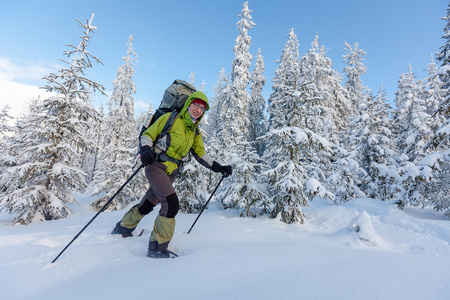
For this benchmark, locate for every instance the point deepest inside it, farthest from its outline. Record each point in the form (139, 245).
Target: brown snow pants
(160, 191)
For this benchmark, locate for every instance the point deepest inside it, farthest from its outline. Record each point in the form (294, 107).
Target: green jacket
(181, 138)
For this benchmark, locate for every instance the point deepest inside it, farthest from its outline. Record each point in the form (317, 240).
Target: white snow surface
(228, 257)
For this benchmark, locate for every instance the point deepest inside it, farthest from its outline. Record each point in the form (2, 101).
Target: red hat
(200, 101)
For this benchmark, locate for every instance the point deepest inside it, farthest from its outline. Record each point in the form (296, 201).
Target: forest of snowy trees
(320, 134)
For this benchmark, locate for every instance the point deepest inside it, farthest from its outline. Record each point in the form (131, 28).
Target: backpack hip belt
(164, 157)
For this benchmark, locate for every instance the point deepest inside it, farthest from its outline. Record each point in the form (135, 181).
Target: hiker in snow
(163, 160)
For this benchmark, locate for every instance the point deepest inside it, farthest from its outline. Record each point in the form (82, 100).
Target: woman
(163, 157)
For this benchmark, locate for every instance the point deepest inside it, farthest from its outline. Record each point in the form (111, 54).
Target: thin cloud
(11, 71)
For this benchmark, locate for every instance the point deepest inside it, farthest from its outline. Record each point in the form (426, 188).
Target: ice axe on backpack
(100, 211)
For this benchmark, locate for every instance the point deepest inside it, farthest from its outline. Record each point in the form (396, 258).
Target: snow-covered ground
(365, 249)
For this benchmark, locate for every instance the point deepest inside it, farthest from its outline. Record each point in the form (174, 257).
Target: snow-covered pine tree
(119, 149)
(245, 189)
(191, 188)
(94, 133)
(434, 95)
(215, 123)
(328, 112)
(39, 186)
(353, 70)
(236, 110)
(377, 149)
(289, 145)
(258, 122)
(444, 55)
(192, 78)
(4, 118)
(412, 123)
(234, 113)
(5, 128)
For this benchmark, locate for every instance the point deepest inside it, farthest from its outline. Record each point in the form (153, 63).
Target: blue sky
(175, 38)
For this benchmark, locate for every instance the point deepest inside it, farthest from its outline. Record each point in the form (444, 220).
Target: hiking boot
(125, 232)
(158, 253)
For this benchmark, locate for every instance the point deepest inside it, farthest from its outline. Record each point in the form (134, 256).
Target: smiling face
(197, 109)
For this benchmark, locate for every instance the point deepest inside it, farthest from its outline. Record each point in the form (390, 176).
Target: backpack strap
(169, 124)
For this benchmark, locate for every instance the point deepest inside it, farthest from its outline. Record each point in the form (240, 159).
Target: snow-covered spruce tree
(5, 159)
(89, 161)
(375, 148)
(289, 145)
(215, 123)
(245, 189)
(119, 149)
(4, 118)
(39, 186)
(353, 70)
(411, 121)
(328, 112)
(236, 110)
(434, 96)
(346, 176)
(4, 129)
(444, 55)
(258, 122)
(437, 188)
(191, 188)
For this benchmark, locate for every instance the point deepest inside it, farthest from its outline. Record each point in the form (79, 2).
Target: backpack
(173, 101)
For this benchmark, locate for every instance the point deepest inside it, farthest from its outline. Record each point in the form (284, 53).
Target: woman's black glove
(147, 156)
(225, 170)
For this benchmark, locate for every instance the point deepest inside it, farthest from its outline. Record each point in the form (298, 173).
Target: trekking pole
(206, 203)
(100, 211)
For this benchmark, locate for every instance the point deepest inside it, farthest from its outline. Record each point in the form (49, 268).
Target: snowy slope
(365, 249)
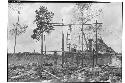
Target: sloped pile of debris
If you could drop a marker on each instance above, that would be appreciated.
(37, 73)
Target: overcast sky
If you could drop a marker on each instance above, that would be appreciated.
(111, 19)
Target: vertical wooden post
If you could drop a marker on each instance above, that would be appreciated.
(42, 43)
(62, 49)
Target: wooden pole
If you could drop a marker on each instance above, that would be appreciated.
(42, 43)
(62, 49)
(16, 33)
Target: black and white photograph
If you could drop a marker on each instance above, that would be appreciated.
(64, 41)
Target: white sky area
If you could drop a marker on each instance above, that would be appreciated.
(111, 19)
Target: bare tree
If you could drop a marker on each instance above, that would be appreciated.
(17, 29)
(42, 20)
(82, 13)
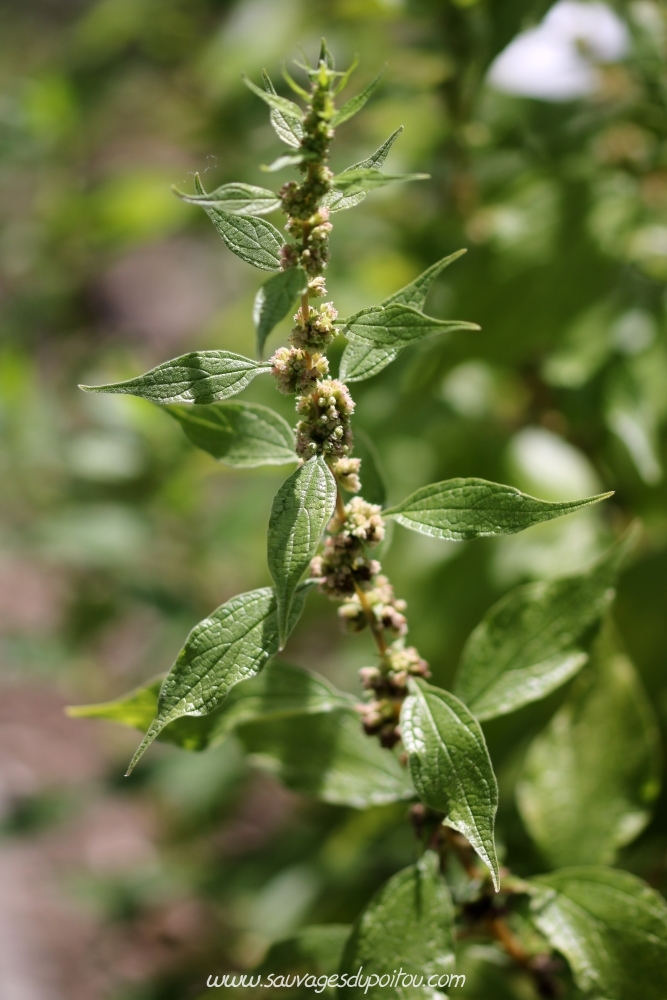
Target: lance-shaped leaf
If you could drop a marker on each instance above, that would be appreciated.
(610, 926)
(302, 508)
(286, 124)
(327, 757)
(255, 241)
(236, 199)
(450, 765)
(281, 690)
(360, 360)
(355, 104)
(535, 638)
(408, 924)
(230, 646)
(590, 778)
(274, 300)
(338, 201)
(243, 435)
(199, 377)
(462, 509)
(368, 178)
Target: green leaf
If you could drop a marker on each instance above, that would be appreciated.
(366, 179)
(280, 690)
(270, 97)
(229, 646)
(610, 926)
(355, 104)
(274, 300)
(535, 638)
(327, 757)
(408, 924)
(338, 201)
(242, 435)
(360, 360)
(450, 765)
(590, 778)
(302, 508)
(236, 199)
(287, 125)
(199, 377)
(255, 241)
(461, 509)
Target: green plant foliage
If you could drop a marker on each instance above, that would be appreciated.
(274, 300)
(450, 766)
(611, 927)
(199, 377)
(408, 923)
(462, 509)
(301, 510)
(535, 638)
(591, 777)
(231, 645)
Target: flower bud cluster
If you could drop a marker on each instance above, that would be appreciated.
(297, 370)
(317, 333)
(325, 427)
(388, 682)
(387, 609)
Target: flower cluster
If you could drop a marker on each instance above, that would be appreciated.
(296, 370)
(325, 424)
(318, 331)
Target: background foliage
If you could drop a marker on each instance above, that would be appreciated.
(117, 536)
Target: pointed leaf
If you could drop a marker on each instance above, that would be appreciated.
(275, 299)
(273, 100)
(327, 757)
(535, 639)
(230, 646)
(590, 777)
(243, 435)
(461, 509)
(408, 924)
(199, 377)
(355, 104)
(450, 765)
(302, 508)
(368, 178)
(610, 926)
(279, 691)
(287, 126)
(397, 325)
(255, 241)
(338, 201)
(237, 199)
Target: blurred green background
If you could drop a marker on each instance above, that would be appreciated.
(117, 536)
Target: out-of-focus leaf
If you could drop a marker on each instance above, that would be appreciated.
(450, 765)
(535, 638)
(286, 124)
(274, 300)
(199, 377)
(255, 241)
(242, 435)
(328, 757)
(355, 104)
(408, 924)
(462, 509)
(237, 199)
(230, 646)
(280, 690)
(590, 778)
(337, 201)
(611, 927)
(302, 508)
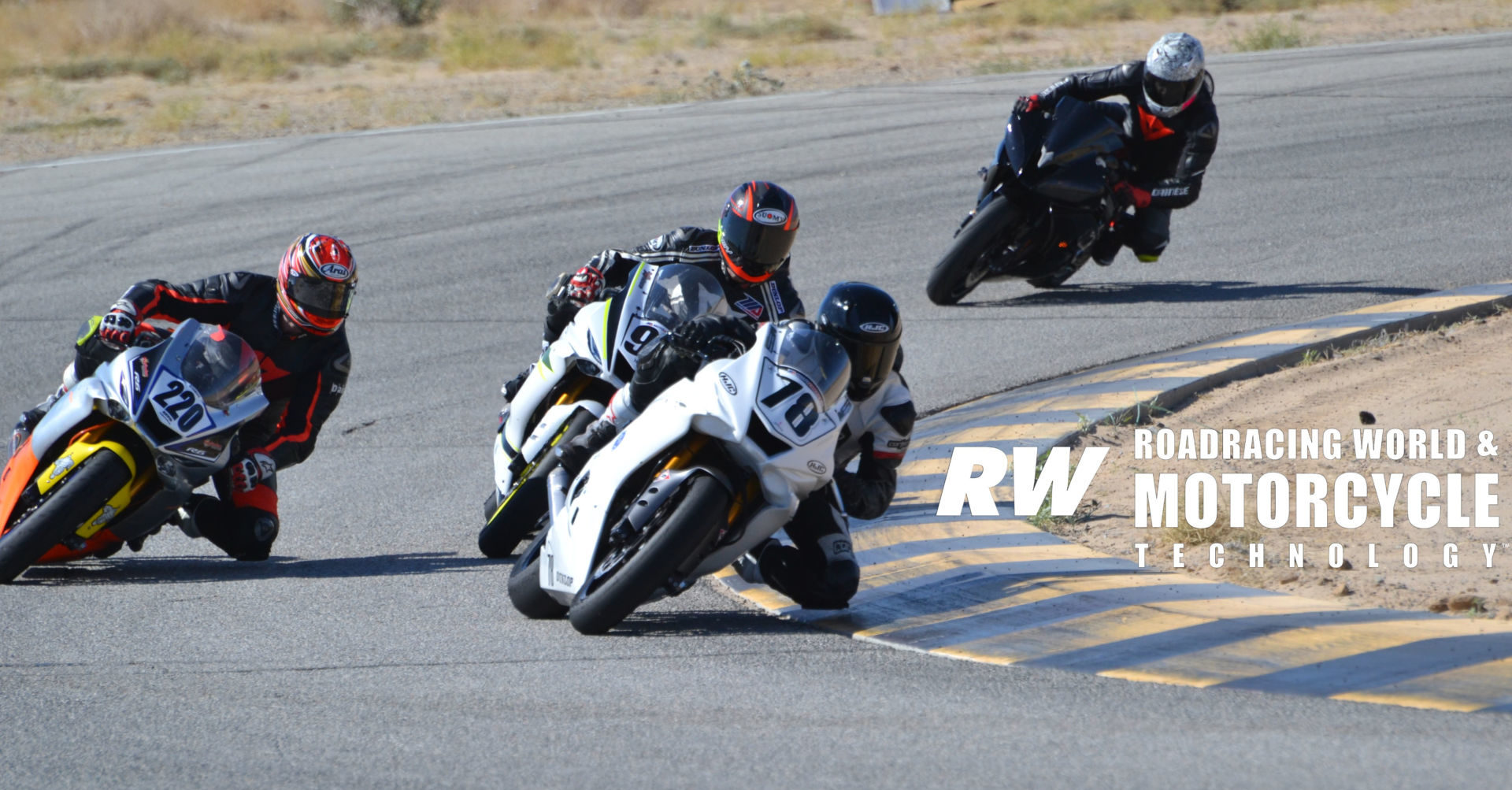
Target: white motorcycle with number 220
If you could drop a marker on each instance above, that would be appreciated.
(714, 466)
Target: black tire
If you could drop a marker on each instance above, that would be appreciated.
(700, 510)
(525, 584)
(962, 267)
(516, 520)
(79, 497)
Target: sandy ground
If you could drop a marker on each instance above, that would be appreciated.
(49, 118)
(1456, 377)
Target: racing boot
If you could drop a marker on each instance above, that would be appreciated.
(575, 454)
(31, 418)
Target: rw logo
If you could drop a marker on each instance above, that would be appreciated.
(965, 486)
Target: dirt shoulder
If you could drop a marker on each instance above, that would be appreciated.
(1455, 377)
(194, 76)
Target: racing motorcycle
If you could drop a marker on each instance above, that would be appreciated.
(1051, 202)
(714, 466)
(572, 384)
(121, 451)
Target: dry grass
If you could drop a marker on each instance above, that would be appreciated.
(95, 75)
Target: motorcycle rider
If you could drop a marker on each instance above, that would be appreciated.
(820, 569)
(295, 325)
(747, 253)
(1173, 132)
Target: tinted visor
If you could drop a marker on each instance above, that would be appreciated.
(869, 366)
(756, 249)
(321, 297)
(1171, 95)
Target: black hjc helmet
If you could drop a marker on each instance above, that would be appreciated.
(865, 320)
(756, 231)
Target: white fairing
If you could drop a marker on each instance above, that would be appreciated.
(611, 351)
(720, 403)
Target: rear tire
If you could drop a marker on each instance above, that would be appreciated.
(65, 509)
(962, 267)
(525, 504)
(700, 510)
(525, 583)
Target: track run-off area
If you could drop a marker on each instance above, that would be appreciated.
(380, 650)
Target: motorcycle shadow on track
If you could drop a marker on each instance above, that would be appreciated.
(1189, 292)
(191, 569)
(716, 622)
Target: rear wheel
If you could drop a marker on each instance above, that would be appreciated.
(966, 262)
(525, 583)
(514, 520)
(65, 507)
(654, 558)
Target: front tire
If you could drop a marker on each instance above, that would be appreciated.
(525, 583)
(964, 267)
(700, 510)
(67, 507)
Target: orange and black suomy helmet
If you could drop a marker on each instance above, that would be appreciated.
(315, 284)
(756, 231)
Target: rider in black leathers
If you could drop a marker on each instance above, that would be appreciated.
(295, 323)
(1172, 135)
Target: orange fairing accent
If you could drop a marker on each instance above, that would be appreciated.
(1153, 128)
(14, 480)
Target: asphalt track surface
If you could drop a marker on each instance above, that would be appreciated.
(378, 650)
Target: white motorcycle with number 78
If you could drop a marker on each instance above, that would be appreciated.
(710, 469)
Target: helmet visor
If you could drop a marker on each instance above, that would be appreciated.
(869, 366)
(755, 247)
(1169, 93)
(321, 297)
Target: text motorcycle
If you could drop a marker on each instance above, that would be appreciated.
(121, 451)
(1051, 200)
(714, 466)
(572, 385)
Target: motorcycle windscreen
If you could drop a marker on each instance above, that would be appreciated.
(680, 292)
(820, 358)
(221, 366)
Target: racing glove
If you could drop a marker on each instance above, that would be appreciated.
(251, 469)
(1132, 195)
(584, 287)
(117, 328)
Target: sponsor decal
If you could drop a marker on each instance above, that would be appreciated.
(750, 306)
(770, 217)
(776, 295)
(65, 463)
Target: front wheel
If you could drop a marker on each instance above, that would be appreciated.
(700, 509)
(525, 581)
(64, 509)
(966, 262)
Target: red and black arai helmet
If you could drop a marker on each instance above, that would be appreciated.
(317, 280)
(756, 231)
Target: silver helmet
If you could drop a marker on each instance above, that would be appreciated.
(1173, 73)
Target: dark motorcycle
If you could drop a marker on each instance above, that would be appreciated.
(1047, 202)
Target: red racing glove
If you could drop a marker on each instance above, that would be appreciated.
(117, 328)
(251, 469)
(1132, 194)
(584, 287)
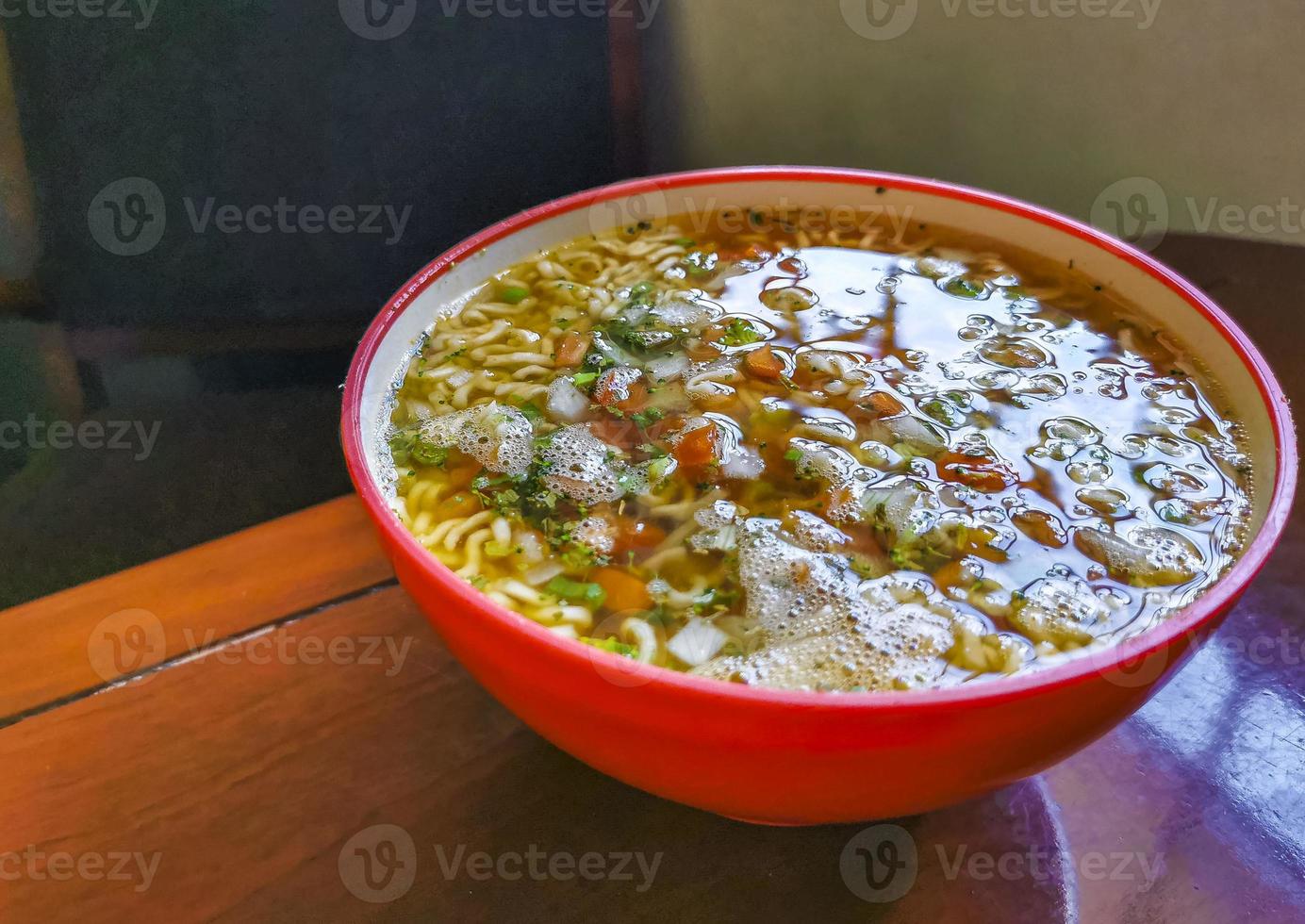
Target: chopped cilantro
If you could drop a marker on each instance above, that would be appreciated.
(740, 333)
(576, 591)
(612, 645)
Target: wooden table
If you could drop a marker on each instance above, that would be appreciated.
(264, 727)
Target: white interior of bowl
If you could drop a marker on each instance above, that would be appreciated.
(1156, 301)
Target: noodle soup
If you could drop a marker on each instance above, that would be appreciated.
(779, 454)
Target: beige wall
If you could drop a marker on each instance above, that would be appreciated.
(1209, 101)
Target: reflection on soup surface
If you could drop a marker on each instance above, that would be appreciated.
(792, 457)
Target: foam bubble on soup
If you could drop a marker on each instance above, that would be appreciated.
(792, 458)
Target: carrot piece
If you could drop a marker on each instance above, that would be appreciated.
(636, 536)
(884, 404)
(697, 448)
(571, 347)
(624, 591)
(764, 364)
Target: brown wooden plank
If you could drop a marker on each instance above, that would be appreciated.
(89, 635)
(248, 780)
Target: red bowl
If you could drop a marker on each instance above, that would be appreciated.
(791, 757)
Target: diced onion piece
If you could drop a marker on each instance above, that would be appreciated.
(543, 573)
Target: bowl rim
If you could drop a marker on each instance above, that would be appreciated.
(1135, 651)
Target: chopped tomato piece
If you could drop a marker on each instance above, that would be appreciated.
(764, 364)
(981, 472)
(697, 448)
(571, 349)
(624, 590)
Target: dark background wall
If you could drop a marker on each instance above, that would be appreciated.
(230, 346)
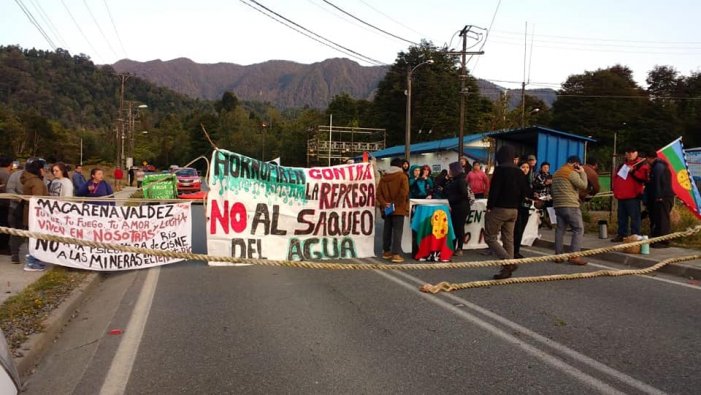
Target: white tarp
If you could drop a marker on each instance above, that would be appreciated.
(160, 227)
(260, 210)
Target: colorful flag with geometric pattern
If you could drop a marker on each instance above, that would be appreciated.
(682, 183)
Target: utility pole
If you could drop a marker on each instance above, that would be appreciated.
(121, 125)
(463, 79)
(523, 82)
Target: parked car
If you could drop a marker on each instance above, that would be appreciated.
(188, 180)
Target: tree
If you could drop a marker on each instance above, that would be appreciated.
(599, 103)
(435, 96)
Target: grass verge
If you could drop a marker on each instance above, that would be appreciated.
(23, 314)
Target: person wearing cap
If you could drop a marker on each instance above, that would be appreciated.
(508, 189)
(393, 200)
(593, 186)
(78, 178)
(478, 181)
(567, 182)
(627, 184)
(5, 170)
(532, 161)
(659, 198)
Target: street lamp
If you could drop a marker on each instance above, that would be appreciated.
(407, 135)
(131, 124)
(263, 126)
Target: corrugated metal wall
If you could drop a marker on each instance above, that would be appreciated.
(556, 149)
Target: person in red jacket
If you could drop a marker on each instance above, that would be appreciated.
(393, 199)
(627, 182)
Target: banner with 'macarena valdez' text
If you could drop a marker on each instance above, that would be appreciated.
(261, 210)
(158, 227)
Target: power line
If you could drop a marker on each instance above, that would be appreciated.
(48, 22)
(608, 39)
(100, 29)
(486, 37)
(77, 25)
(357, 54)
(583, 47)
(391, 19)
(35, 23)
(303, 33)
(368, 24)
(119, 39)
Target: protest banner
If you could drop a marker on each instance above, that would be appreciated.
(474, 225)
(261, 210)
(160, 186)
(161, 227)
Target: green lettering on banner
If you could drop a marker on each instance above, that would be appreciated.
(160, 186)
(237, 173)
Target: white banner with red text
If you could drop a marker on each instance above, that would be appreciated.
(261, 210)
(159, 227)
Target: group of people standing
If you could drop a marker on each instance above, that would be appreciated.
(645, 180)
(515, 188)
(36, 178)
(402, 182)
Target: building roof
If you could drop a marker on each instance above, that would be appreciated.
(448, 144)
(525, 133)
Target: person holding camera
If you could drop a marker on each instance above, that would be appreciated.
(567, 182)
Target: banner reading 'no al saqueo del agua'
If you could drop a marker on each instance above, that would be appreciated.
(260, 210)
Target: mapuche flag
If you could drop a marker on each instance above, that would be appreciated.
(682, 184)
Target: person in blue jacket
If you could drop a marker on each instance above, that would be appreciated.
(420, 182)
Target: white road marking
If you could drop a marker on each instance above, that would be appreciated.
(544, 356)
(123, 361)
(647, 276)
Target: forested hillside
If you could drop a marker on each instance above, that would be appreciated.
(49, 101)
(282, 83)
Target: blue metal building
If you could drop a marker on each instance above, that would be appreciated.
(548, 145)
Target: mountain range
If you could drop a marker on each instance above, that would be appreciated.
(283, 83)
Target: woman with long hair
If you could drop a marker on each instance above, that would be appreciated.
(96, 187)
(61, 185)
(460, 198)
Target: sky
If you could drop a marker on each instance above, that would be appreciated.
(541, 42)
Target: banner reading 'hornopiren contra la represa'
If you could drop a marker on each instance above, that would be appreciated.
(162, 227)
(261, 210)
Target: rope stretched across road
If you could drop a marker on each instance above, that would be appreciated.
(339, 265)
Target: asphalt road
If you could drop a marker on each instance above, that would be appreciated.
(271, 330)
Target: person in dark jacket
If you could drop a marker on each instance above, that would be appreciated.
(660, 198)
(440, 184)
(33, 185)
(393, 199)
(460, 198)
(524, 211)
(508, 189)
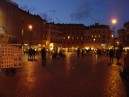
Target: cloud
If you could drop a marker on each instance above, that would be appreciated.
(46, 17)
(82, 12)
(52, 11)
(25, 7)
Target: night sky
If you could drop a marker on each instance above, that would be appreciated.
(85, 12)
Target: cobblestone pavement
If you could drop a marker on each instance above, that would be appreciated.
(88, 76)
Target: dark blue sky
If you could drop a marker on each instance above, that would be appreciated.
(86, 12)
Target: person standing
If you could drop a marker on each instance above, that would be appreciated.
(43, 56)
(118, 55)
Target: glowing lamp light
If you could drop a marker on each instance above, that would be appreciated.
(30, 27)
(114, 21)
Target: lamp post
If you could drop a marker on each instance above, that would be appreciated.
(114, 22)
(68, 42)
(30, 35)
(94, 43)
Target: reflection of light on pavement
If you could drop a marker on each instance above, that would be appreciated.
(114, 83)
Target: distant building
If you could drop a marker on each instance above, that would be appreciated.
(73, 35)
(97, 36)
(15, 22)
(27, 29)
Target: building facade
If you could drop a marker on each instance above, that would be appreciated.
(98, 37)
(54, 37)
(15, 22)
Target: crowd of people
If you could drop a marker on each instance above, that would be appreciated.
(81, 52)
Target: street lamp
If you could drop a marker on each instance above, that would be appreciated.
(30, 35)
(68, 42)
(114, 22)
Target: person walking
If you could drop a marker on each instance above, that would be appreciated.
(43, 56)
(111, 55)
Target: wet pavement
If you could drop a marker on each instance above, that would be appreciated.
(88, 76)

_The task_.
Give back the lines above exactly, from the one with "Target: dark blue sky" through the last line.

_Output for this task_.
Target: dark blue sky
If you could drop a marker on each instance above, that would be appreciated.
(86, 12)
Target: person standing
If you could drop a marker on each instance above, that would be appreciated.
(43, 56)
(118, 55)
Target: glowing lamp light
If you could drop a marker on each instance above, that would be appreciated.
(30, 27)
(114, 21)
Target: lamp post
If you could drop a marker on each instance above, that would be appreciated.
(114, 22)
(68, 42)
(30, 35)
(94, 43)
Target: reflection of light on pavement
If you could drop a marker on each instance above, that would be appreciated.
(114, 83)
Target: distant building
If you could drop a marker on each instance above, that would be appreciated.
(73, 35)
(97, 36)
(15, 22)
(27, 29)
Target: building facade
If you could drop a marker on each instance above, that would be appreciated.
(98, 37)
(54, 37)
(15, 22)
Target: crowd of people
If you could drop a marker on each instance above, that would be appreciated.
(81, 52)
Target: street lamp
If you could drop a marker on each instance above, that would be appreciated.
(30, 35)
(68, 42)
(114, 22)
Target: person walking
If you could drop a marker on each instance above, that would be appreciated.
(43, 56)
(111, 55)
Target: wet pavement
If you could drop a marker on each instance above, that would be appreciated.
(88, 76)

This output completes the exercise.